- [PROBLEM]:
Copy the rows from the line containing "Can you find the white cloud?" through the line containing "(1066, 693)", both included, without changing a character.

Dataset records
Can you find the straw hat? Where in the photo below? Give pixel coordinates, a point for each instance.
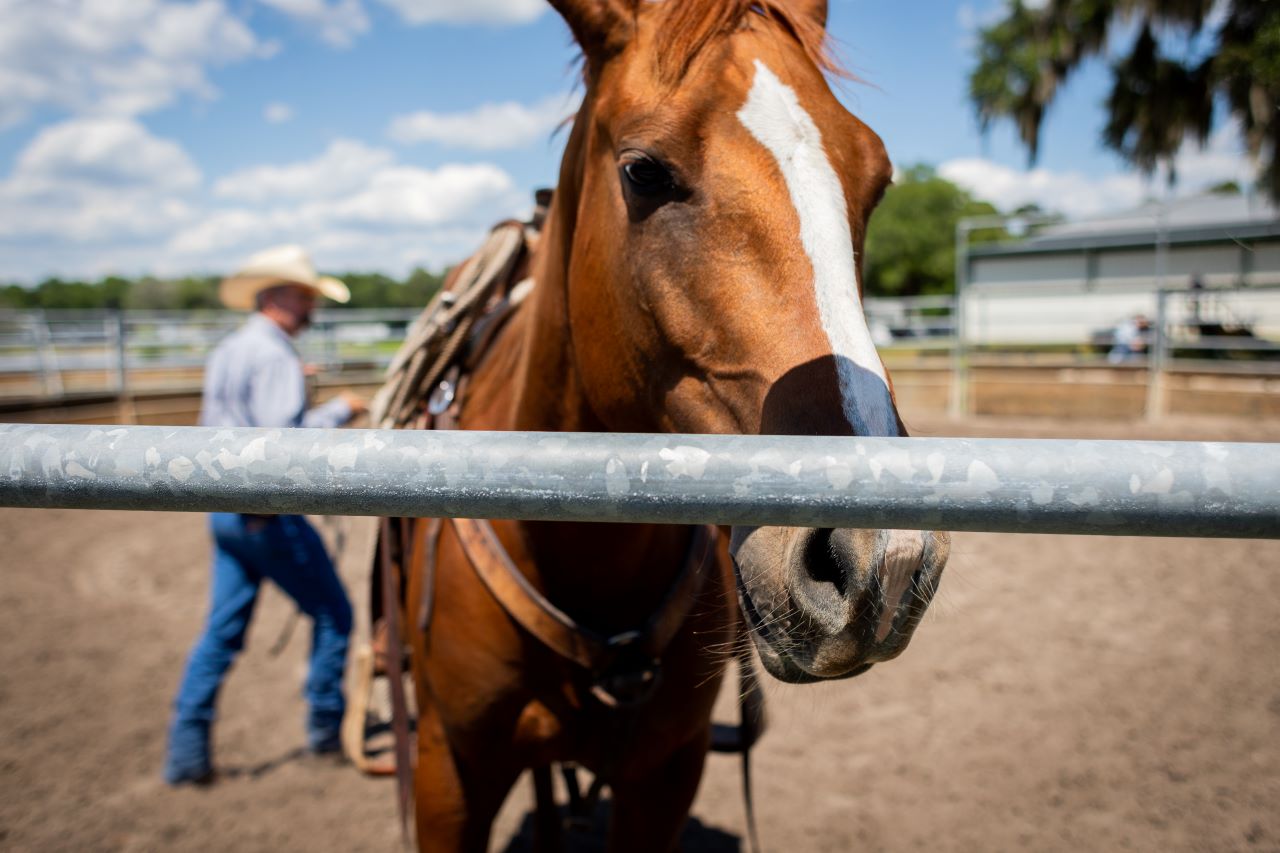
(275, 267)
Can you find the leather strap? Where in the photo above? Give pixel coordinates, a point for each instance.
(561, 632)
(394, 675)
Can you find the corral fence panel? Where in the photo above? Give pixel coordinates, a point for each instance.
(1022, 486)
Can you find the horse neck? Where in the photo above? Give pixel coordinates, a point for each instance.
(529, 382)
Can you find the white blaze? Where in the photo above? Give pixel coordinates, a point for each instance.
(773, 115)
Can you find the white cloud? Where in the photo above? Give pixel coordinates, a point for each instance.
(487, 127)
(1080, 195)
(356, 201)
(344, 167)
(103, 195)
(278, 113)
(483, 12)
(338, 23)
(97, 179)
(113, 56)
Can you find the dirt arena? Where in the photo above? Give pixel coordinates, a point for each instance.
(1066, 693)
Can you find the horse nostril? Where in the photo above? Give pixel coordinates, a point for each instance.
(823, 561)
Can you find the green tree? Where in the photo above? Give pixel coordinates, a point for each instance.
(910, 242)
(1165, 83)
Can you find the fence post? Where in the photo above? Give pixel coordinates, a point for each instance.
(1157, 359)
(50, 377)
(959, 351)
(123, 398)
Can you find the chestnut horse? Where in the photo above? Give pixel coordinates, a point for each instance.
(698, 273)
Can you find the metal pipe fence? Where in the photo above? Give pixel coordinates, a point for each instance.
(1018, 486)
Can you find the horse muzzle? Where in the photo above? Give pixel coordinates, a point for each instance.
(828, 603)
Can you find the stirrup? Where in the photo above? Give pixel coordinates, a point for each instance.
(359, 723)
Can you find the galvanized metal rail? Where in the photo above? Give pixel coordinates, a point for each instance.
(1024, 486)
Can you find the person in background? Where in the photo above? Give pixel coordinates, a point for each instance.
(1129, 341)
(255, 378)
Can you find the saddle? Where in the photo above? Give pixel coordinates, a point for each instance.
(424, 389)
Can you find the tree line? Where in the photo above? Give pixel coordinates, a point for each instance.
(196, 292)
(910, 250)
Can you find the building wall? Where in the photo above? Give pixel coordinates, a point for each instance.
(1069, 296)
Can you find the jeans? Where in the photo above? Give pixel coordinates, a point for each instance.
(287, 551)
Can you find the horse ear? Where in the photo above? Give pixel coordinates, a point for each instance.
(599, 26)
(813, 9)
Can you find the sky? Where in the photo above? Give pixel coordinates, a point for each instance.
(178, 136)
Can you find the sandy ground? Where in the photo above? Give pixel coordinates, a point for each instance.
(1065, 693)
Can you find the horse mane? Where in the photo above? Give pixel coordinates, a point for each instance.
(688, 26)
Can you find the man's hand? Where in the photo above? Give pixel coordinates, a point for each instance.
(357, 404)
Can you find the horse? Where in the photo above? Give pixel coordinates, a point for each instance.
(698, 272)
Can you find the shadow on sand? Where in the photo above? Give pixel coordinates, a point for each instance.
(696, 838)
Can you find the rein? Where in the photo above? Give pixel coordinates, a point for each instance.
(425, 388)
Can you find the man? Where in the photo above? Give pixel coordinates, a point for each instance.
(255, 378)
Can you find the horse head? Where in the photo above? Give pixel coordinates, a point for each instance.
(712, 210)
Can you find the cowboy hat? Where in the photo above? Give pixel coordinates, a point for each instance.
(275, 267)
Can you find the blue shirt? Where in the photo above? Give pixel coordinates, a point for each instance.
(254, 378)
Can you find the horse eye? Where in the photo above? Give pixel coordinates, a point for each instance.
(648, 177)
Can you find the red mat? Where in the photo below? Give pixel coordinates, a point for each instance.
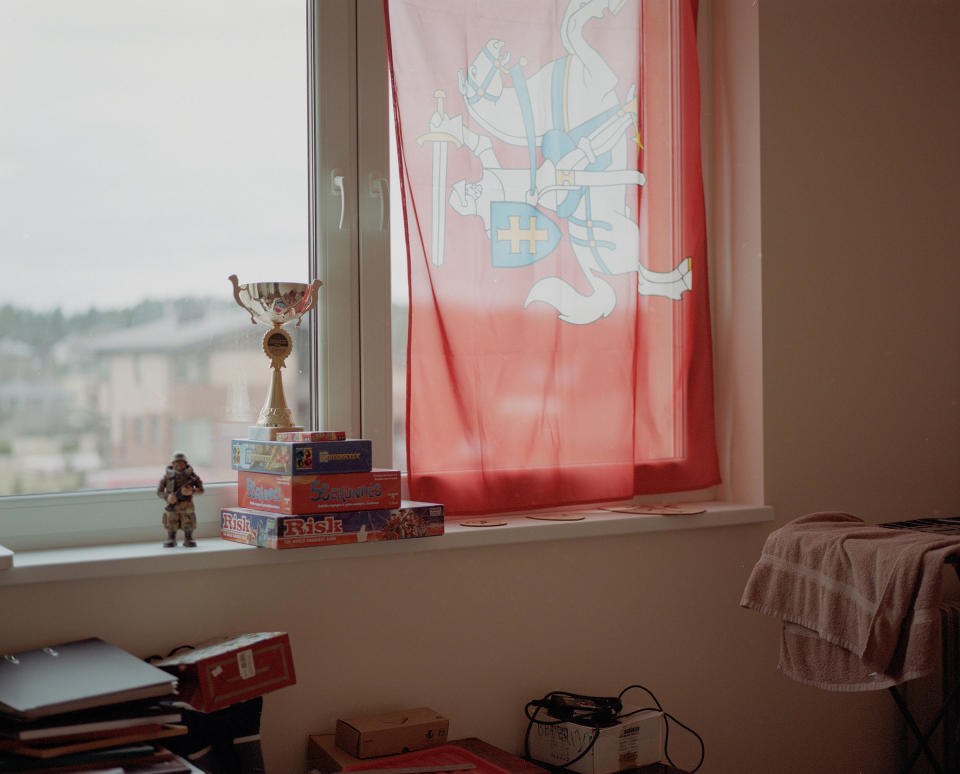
(433, 756)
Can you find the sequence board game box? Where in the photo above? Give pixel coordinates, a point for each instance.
(268, 530)
(295, 458)
(318, 493)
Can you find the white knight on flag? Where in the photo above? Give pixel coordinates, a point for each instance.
(569, 111)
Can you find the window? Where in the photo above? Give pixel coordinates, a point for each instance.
(147, 152)
(353, 350)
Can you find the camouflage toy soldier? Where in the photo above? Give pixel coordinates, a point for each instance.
(178, 486)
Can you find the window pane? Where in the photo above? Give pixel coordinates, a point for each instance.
(148, 150)
(399, 306)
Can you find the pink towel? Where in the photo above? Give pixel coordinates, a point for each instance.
(858, 602)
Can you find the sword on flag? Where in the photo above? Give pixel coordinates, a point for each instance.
(440, 141)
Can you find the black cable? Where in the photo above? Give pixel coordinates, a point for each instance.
(533, 719)
(666, 727)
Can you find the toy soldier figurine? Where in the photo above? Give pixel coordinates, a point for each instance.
(178, 486)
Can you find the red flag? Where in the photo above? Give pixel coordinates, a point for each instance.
(559, 344)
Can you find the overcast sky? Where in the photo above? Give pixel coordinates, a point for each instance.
(150, 148)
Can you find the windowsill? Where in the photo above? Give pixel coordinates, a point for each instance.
(41, 566)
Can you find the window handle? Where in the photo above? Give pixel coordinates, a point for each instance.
(377, 189)
(336, 186)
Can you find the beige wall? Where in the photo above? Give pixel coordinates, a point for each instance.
(859, 127)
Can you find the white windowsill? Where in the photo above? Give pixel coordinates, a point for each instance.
(41, 566)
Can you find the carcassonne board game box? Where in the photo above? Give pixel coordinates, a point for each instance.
(268, 530)
(295, 458)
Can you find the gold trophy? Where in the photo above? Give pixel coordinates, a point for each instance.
(274, 304)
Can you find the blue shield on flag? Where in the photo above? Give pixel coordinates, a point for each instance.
(520, 234)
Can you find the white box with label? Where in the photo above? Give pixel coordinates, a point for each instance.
(635, 740)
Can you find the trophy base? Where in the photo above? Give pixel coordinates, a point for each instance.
(260, 433)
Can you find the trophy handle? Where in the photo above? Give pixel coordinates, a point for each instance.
(312, 302)
(236, 297)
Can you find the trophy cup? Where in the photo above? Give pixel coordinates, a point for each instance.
(274, 304)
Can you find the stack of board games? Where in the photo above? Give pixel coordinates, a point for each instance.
(316, 488)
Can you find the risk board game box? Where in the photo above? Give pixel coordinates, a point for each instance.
(218, 673)
(269, 530)
(313, 493)
(294, 458)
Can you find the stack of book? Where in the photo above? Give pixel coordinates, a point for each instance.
(314, 488)
(87, 705)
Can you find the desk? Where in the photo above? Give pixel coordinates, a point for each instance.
(326, 758)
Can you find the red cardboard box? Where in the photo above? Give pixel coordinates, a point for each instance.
(319, 493)
(226, 671)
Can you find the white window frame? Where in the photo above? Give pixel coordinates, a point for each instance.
(351, 376)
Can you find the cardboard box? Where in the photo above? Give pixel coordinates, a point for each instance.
(635, 741)
(325, 757)
(295, 458)
(274, 530)
(391, 733)
(318, 493)
(221, 672)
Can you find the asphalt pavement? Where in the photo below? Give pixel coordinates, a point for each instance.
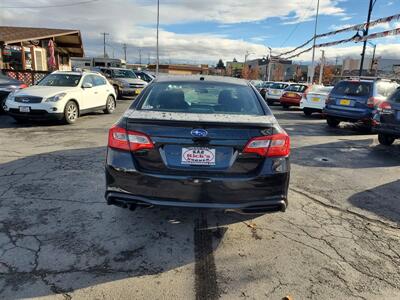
(338, 239)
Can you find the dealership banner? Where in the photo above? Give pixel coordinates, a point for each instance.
(358, 27)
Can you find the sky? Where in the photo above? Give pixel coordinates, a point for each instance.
(206, 30)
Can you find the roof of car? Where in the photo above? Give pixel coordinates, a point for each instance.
(201, 78)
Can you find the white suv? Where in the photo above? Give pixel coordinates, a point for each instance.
(62, 96)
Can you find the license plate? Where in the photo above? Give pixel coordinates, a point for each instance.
(24, 109)
(199, 156)
(344, 102)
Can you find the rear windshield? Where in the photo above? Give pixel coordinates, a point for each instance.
(201, 97)
(353, 88)
(279, 86)
(395, 96)
(386, 88)
(296, 88)
(321, 89)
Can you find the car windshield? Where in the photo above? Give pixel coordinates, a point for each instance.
(196, 97)
(353, 88)
(296, 88)
(124, 74)
(279, 86)
(395, 96)
(60, 80)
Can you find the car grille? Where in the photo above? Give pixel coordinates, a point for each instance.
(37, 112)
(136, 85)
(28, 99)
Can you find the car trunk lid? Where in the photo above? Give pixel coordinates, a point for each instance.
(198, 144)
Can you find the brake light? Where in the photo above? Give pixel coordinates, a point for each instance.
(122, 139)
(372, 101)
(384, 106)
(269, 146)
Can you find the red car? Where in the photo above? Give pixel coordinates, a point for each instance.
(293, 94)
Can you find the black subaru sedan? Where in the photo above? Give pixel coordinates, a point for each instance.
(200, 142)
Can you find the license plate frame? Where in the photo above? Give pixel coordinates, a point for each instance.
(345, 102)
(198, 156)
(25, 109)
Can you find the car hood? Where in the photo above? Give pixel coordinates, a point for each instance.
(132, 80)
(43, 91)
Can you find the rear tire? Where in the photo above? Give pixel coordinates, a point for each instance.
(117, 91)
(307, 111)
(332, 122)
(385, 139)
(110, 105)
(71, 112)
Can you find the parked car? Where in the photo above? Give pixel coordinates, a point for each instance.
(274, 92)
(124, 81)
(262, 87)
(314, 100)
(355, 100)
(293, 94)
(144, 76)
(62, 96)
(386, 120)
(7, 86)
(196, 141)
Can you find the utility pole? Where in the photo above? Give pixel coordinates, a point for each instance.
(124, 47)
(269, 63)
(373, 59)
(365, 33)
(104, 43)
(158, 24)
(313, 55)
(321, 69)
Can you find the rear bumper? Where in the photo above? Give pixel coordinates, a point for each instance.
(126, 186)
(389, 130)
(127, 200)
(290, 101)
(348, 115)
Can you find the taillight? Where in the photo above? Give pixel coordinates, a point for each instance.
(384, 106)
(270, 146)
(372, 101)
(122, 139)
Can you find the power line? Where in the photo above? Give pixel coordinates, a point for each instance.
(52, 6)
(297, 25)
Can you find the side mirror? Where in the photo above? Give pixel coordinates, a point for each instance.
(87, 85)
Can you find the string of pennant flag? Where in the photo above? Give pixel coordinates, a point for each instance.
(371, 36)
(357, 27)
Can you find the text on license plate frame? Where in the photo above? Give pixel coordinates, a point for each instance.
(25, 109)
(198, 156)
(345, 102)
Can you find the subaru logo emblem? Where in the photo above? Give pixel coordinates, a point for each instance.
(199, 132)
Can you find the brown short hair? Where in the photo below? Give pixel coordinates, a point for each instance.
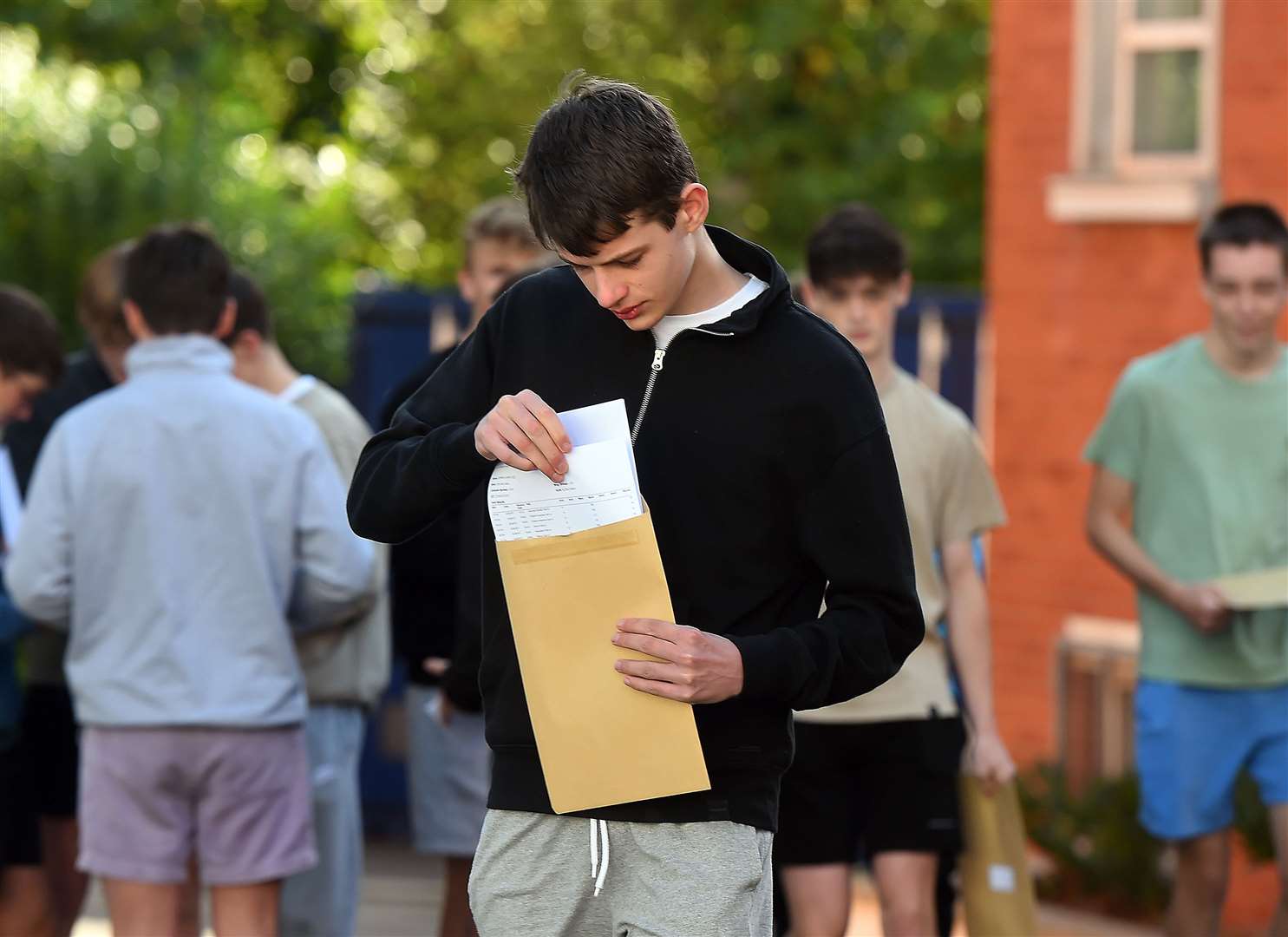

- [EXERCISE RESPONSE]:
Can you find the white cloud? Where in the photo above? Give pixel coordinates, a point for each instance.
(487, 127)
(1080, 195)
(356, 201)
(344, 167)
(103, 195)
(278, 113)
(483, 12)
(338, 23)
(97, 179)
(113, 56)
Can you find the dirt arena? Where in the photo above? Give pixel coordinates, a point for each instance.
(1066, 693)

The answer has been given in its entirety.